[WHAT IS NEEDED]:
Copy each of the entries below faithfully, setting aside any pictures.

[EXTRACTED MATERIAL]:
'''
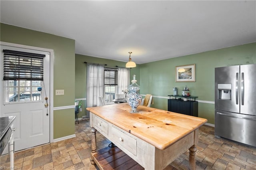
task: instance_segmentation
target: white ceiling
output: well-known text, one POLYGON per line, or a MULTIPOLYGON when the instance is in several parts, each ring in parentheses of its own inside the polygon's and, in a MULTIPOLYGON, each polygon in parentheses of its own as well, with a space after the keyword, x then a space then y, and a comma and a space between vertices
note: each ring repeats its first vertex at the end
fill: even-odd
POLYGON ((126 61, 132 51, 141 64, 256 42, 256 2, 1 0, 0 22, 74 39, 77 54, 126 61))

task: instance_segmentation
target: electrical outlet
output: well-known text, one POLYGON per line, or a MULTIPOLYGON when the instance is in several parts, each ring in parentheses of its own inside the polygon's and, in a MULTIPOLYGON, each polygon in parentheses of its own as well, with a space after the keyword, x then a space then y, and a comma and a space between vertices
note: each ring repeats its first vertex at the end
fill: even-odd
POLYGON ((55 90, 55 95, 64 95, 64 90, 55 90))

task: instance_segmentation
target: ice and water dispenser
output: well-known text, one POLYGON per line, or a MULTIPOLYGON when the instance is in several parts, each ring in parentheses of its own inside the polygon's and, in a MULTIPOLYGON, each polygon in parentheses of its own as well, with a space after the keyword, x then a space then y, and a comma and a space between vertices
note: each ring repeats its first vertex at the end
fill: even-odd
POLYGON ((231 100, 231 84, 218 84, 218 99, 231 100))

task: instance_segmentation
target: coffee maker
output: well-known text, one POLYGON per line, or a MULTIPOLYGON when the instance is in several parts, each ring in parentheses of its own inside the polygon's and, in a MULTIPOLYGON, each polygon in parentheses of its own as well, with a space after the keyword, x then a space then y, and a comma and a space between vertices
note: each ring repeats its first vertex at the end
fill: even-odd
POLYGON ((173 95, 176 96, 178 95, 178 88, 173 87, 172 89, 173 90, 173 95))

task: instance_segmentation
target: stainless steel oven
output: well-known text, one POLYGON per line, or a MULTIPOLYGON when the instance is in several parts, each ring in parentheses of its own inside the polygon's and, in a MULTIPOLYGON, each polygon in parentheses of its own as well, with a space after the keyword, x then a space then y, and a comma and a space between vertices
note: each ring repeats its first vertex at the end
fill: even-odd
POLYGON ((12 130, 10 127, 1 139, 0 142, 0 155, 2 155, 5 147, 8 145, 9 141, 12 134, 12 130))

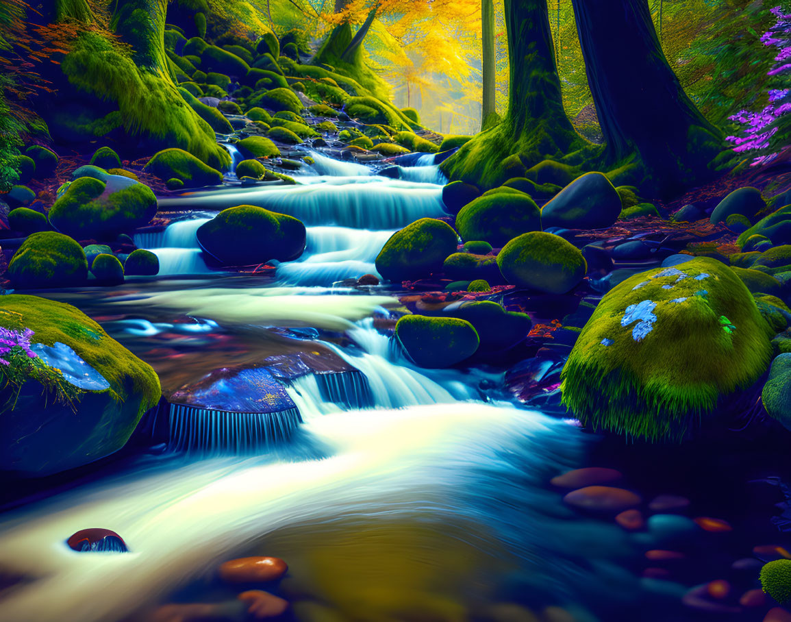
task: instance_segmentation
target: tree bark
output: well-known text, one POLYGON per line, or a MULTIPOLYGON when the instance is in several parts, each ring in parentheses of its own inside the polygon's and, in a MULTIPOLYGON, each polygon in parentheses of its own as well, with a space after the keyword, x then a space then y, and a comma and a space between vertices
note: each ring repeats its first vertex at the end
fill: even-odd
POLYGON ((486 117, 494 112, 494 2, 481 2, 483 100, 481 126, 486 117))
POLYGON ((637 154, 663 194, 697 177, 721 135, 668 64, 648 0, 573 4, 609 161, 637 154))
'''
[FULL RESPONSE]:
task: instance_segmentation
target: white ceiling
output: well-known text, one POLYGON per line, or a MULTIPOLYGON when the instance is in several parts, each ring in parentheses of its own inside the polygon's and, in a MULTIPOLYGON, each polygon in parentheses of its own as well, with a space after the keyword, x then a space then y, and a comma and a space between vertices
note: each ring repeats its first vertex at the end
fill: even-odd
POLYGON ((126 61, 132 51, 141 64, 256 42, 256 2, 1 0, 0 22, 74 39, 77 54, 126 61))

task: instance_segmentation
target: electrical outlet
output: well-known text, one POLYGON per line, or a MULTIPOLYGON when the instance is in several parts, each ring in parentheses of its own inside the polygon's and, in a MULTIPOLYGON, each polygon in parentheses of its own as well, with a space after the keyword, x then a space then y, and a comma and a space between vertices
note: each ring repeats its first vertex at the end
fill: even-odd
POLYGON ((55 90, 55 95, 64 95, 64 90, 55 90))

task: instance_segmentation
target: ice and water dispenser
output: well-known text, one POLYGON per line, or a MULTIPOLYGON when the instance is in several parts, each ring in parentheses of its own inside the polygon's and, in a MULTIPOLYGON, each polygon in parentheses of its own as well, with a space after the keyword, x then a space then y, and a comma and a space between vertices
note: each ring repeats its first vertex at the end
fill: even-odd
POLYGON ((231 100, 231 84, 218 84, 218 99, 231 100))

task: instance_segmentation
target: coffee maker
output: well-known text, one POLYGON per line, or a MULTIPOLYGON when the instance is in several parts, each ring in parentheses of its own inside the polygon's and, in a MULTIPOLYGON, each polygon in parentheses of its own as well, with a space after the keyword, x then a space then y, and a comma and a space between vertices
note: each ring repeats its first vertex at the end
fill: even-odd
POLYGON ((173 95, 176 96, 178 95, 178 88, 173 87, 172 89, 173 90, 173 95))

task: instance_segmentation
target: stainless steel oven
output: well-known text, one POLYGON per line, or a MULTIPOLYGON when the instance is in several parts, each ring in parentheses of its own inside the polygon's and, in a MULTIPOLYGON, each polygon in parentheses of its own as well, with a space after the keyword, x then a space then y, and a comma and a space between vertices
note: each ring repeats its first vertex at the end
fill: even-odd
POLYGON ((12 130, 10 127, 1 139, 0 142, 0 155, 2 155, 5 147, 8 145, 9 141, 12 134, 12 130))

task: instance_segmentation
target: tree bark
output: well-known text, one POLYGON per line, or a MULTIPOLYGON when the instance is in several parts, each ring in parentheses of its own inside the polygon's and, in a MULTIPOLYGON, each polygon in parentheses of its own as well, with a space after the keyword, x then a space then y, and a comma and a space between vertices
note: each ring repeats its first vertex at the end
fill: even-odd
POLYGON ((486 117, 494 112, 494 2, 481 2, 483 100, 481 126, 486 117))
POLYGON ((637 154, 663 194, 697 177, 721 135, 668 64, 648 0, 573 4, 609 161, 637 154))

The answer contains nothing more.